-- START OF Data for processing --
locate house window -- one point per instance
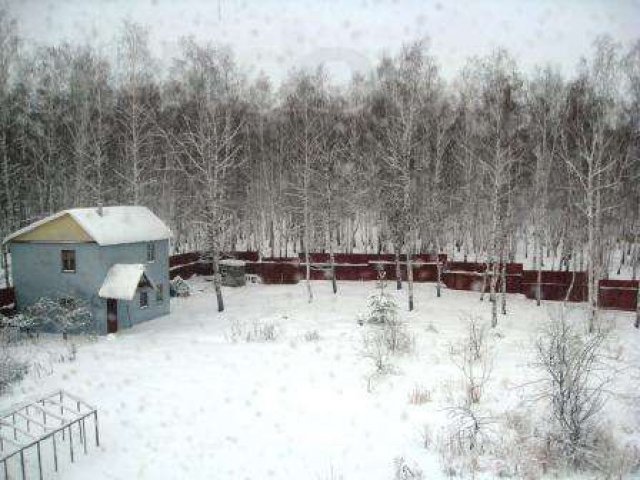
(144, 299)
(68, 260)
(151, 252)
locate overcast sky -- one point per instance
(275, 35)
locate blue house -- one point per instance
(114, 258)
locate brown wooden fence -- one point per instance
(555, 285)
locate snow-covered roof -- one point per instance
(116, 225)
(122, 281)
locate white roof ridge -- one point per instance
(116, 225)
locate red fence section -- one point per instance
(555, 285)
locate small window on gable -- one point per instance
(151, 252)
(144, 299)
(68, 258)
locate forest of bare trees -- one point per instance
(400, 160)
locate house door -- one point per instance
(112, 315)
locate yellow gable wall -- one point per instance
(62, 229)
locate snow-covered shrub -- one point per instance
(574, 374)
(65, 314)
(406, 470)
(462, 442)
(11, 370)
(473, 359)
(419, 395)
(179, 288)
(382, 308)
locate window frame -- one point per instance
(151, 252)
(64, 259)
(143, 294)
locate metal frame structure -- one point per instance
(24, 431)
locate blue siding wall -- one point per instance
(37, 272)
(130, 313)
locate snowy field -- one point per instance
(177, 398)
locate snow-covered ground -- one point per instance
(178, 399)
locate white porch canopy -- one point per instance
(122, 280)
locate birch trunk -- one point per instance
(398, 269)
(409, 276)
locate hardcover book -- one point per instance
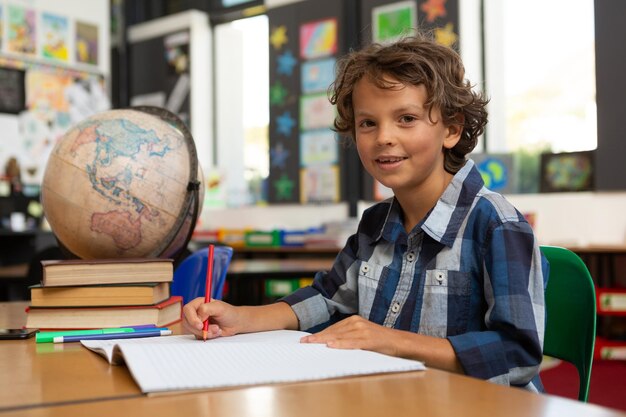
(100, 295)
(106, 271)
(162, 314)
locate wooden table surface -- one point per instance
(69, 380)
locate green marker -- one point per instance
(48, 337)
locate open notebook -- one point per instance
(173, 363)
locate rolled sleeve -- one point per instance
(509, 351)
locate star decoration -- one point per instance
(279, 37)
(434, 9)
(286, 62)
(278, 156)
(284, 187)
(285, 123)
(446, 35)
(278, 94)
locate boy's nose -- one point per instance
(385, 137)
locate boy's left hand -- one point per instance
(355, 332)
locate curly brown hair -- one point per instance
(414, 60)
-- END OF Data for processing --
Your goal:
Rewrite the data above as a numbered list with no blank lines, and leave the pictures out.

Output for this exercise:
1. locate house window -- one point per instance
2. (144, 299)
3. (68, 260)
4. (151, 252)
5. locate overcast sky -- one point per instance
6. (275, 35)
7. locate blue house -- one point per instance
8. (114, 258)
9. locate brown wooden fence -- one point per instance
10. (555, 285)
11. locate snow-covered roof -- one point per instance
12. (116, 225)
13. (122, 281)
14. locate white roof ridge -- one point per instance
15. (116, 225)
16. locate red fence section -- one point per instance
17. (555, 285)
18. locate small window on gable -- one point per instance
19. (151, 252)
20. (144, 299)
21. (68, 258)
22. locate forest of bare trees -- one point per instance
23. (400, 160)
24. locate house door -- one point per instance
25. (112, 315)
26. locate yellow gable wall -- one point per instance
27. (62, 229)
28. locate snow-covered shrub -- one point per instance
29. (574, 374)
30. (65, 314)
31. (406, 470)
32. (462, 442)
33. (11, 370)
34. (473, 359)
35. (419, 395)
36. (179, 288)
37. (382, 308)
38. locate window frame -- one point per instance
39. (151, 252)
40. (64, 259)
41. (143, 294)
42. locate metal frame structure -- one point per instance
43. (24, 431)
44. locate blue siding wall -- one point per instance
45. (37, 272)
46. (130, 313)
47. locate snowy field -- one point per instance
48. (177, 398)
49. locate snow-covered ground -- one point per instance
50. (178, 399)
51. locate white porch canopy -- one point per instance
52. (122, 280)
53. locate birch trunk -- one point per instance
54. (398, 269)
55. (409, 276)
56. locate hardcover book -- one point per instance
57. (100, 295)
58. (106, 271)
59. (162, 314)
60. locate wooden table surface -- one point per instance
61. (69, 380)
62. locate green marker -- one point per instance
63. (48, 337)
64. locate open notebook -- one point per instance
65. (173, 363)
66. locate rolled sleeve -- one point per instance
67. (509, 351)
68. locate star decoration -- one point per instance
69. (279, 37)
70. (434, 9)
71. (286, 62)
72. (278, 156)
73. (284, 187)
74. (285, 123)
75. (446, 35)
76. (278, 94)
77. locate boy's nose -- one point per instance
78. (385, 137)
79. locate boy's left hand -- one point per instance
80. (355, 332)
81. locate curly brown hair -- one point per instance
82. (414, 60)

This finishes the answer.